Given passage ->
You are viewing a plain text version of this content. The canonical link for it is here.

Posted to users@kafka.apache.org by Stevo Slavić <ss...@gmail.com> on 2015/07/07 16:13:43 UTC

Kafka settings for (more) reliable/durable messaging

Hello Apache Kafka community,

Documentation for min.insync.replicas in
http://kafka.apache.org/documentation.html#brokerconfigs states:

"When used together, min.insync.replicas and request.required.acks allow
you to enforce greater durability guarantees. A typical scenario would be
to create a topic with a replication factor of 3, set min.insync.replicas
to 2, and produce with request.required.acks of -1. This will ensure that
the producer raises an exception if a majority of replicas do not receive a
write."

Correct me if wrong (doc reference?), I assume min.insync.replicas includes
lead, so with min.insync.replicas=2, lead and one more replica besides lead
will have to ACK writes.

In such setup, with minimalistic 3 brokers cluster, given that
- all 3 replicas are insync
- a batch of messages is written and ends up on lead and one replica ACKs
- another batch of messages ends up on lead and different replica ACKs

Is it possible that when lead crashes, while replicas didn't catch up,
(part of) one batch of messages could be lost (since one replica becomes a
new lead, and it's only serving all reads and requests, and replication is
one way)?

Kind regards,
Stevo Slavic.

Task set ->
1 - According to the Kafka durability post, what does the author assume min.insync.replicas includes?
2 - Please carry the Kafka durability post forward from its last sentence.
The lines are separate material and are not part of the Kafka durability post.

Lines pointing to named objects:

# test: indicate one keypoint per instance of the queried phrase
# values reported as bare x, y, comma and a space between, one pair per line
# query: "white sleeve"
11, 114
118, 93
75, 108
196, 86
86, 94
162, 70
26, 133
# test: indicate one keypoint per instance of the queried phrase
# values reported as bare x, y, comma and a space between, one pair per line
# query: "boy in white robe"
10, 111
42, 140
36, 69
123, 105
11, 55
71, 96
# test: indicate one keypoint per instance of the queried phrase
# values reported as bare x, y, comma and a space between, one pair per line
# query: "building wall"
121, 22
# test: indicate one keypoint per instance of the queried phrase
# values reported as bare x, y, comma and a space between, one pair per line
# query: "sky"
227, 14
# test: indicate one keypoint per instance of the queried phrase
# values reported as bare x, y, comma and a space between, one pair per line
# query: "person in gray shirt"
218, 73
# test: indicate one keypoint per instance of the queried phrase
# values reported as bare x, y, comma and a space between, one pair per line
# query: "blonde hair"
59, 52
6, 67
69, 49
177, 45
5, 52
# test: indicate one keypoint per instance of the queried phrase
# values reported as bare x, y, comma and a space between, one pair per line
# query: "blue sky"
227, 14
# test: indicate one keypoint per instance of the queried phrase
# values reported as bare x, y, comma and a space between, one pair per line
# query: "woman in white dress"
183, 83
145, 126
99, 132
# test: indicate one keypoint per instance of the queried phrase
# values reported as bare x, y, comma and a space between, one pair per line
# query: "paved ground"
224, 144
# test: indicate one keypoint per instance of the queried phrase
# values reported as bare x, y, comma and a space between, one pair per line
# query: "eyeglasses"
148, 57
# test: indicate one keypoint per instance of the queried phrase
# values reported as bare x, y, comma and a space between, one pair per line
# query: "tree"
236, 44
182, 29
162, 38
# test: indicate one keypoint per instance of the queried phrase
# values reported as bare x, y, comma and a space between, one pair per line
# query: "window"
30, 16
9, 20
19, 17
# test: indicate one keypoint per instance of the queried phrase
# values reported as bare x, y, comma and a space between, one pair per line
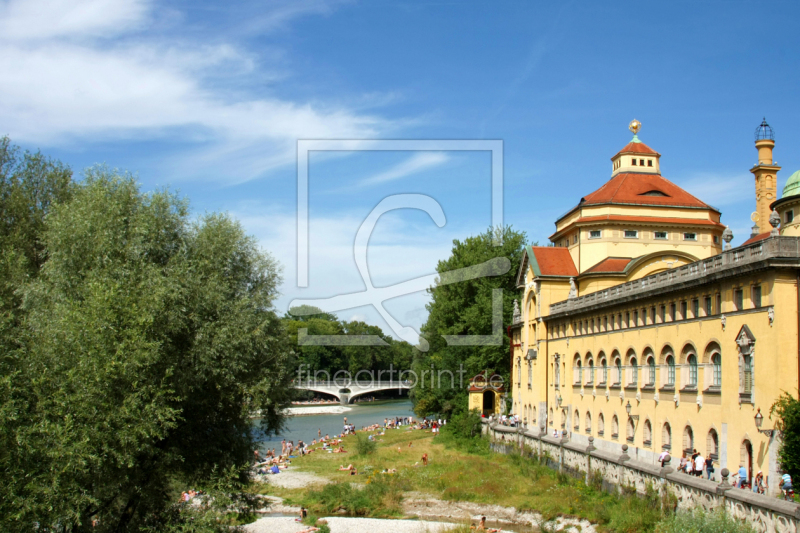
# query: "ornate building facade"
637, 327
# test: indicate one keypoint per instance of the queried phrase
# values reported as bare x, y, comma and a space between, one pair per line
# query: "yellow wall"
775, 363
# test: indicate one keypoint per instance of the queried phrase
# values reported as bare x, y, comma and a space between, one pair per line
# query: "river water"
361, 414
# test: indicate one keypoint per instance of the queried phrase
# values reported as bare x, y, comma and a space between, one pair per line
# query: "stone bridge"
346, 390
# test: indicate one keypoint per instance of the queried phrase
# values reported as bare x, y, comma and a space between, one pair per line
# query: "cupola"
636, 156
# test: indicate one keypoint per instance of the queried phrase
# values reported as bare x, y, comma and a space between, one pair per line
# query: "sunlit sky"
210, 98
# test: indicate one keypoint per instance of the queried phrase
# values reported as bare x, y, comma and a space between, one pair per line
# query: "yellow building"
637, 328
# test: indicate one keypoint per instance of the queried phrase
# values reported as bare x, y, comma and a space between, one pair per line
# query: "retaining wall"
618, 471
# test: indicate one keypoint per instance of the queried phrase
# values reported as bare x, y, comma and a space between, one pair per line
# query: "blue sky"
211, 98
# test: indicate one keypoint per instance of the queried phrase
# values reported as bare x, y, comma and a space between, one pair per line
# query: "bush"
364, 446
699, 521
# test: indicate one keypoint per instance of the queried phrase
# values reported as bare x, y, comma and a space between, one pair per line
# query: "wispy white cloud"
414, 164
720, 190
67, 80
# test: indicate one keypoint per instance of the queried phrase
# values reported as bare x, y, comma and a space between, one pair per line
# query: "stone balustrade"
618, 471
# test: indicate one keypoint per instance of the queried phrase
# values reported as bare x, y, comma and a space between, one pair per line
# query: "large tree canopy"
145, 342
465, 308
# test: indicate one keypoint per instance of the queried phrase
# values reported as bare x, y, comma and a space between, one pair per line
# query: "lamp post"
759, 419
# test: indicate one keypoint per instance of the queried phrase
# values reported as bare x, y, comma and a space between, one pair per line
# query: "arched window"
647, 431
692, 360
670, 370
712, 445
688, 440
716, 363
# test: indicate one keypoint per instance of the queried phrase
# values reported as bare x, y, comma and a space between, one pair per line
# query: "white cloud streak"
65, 81
414, 164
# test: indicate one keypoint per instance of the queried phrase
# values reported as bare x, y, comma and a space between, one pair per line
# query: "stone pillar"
589, 450
621, 467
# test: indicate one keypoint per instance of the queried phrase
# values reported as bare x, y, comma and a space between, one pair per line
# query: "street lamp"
759, 418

Task-by-task answers ->
1 - The lead replica.

2 -
Re: Kafka settings for (more) reliable/durable messaging

Posted by Stevo Slavić <ss...@gmail.com>.

Great feedback, thank you very much to both!

Kind regards,
Stevo Slavic.

On Tue, Jul 7, 2015 at 7:33 PM, Jiangjie Qin <jq...@linkedin.com.invalid>
wrote:

> The replica lag definition now is time based, so as long as a replica can
> catch up with leader in replica.lag.time.max.ms, it is in ISR, no matter
> how many messages it is behind.
>
> And yes, your understanding is correct - ACK is sent back either when all
> replica in ISR got the message or the request timeout.
>
> I had some related slides here might help a bit.
> http://www.slideshare.net/JiangjieQin/no-data-loss-pipeline-with-apache-kaf
> ka-49753844
>
> Thanks,
>
> Jiangjie (Becket) Qin
>
> On 7/7/15, 9:28 AM, "Stevo Slavić" <ss...@gmail.com> wrote:
>
> >Thanks for heads up and code reference!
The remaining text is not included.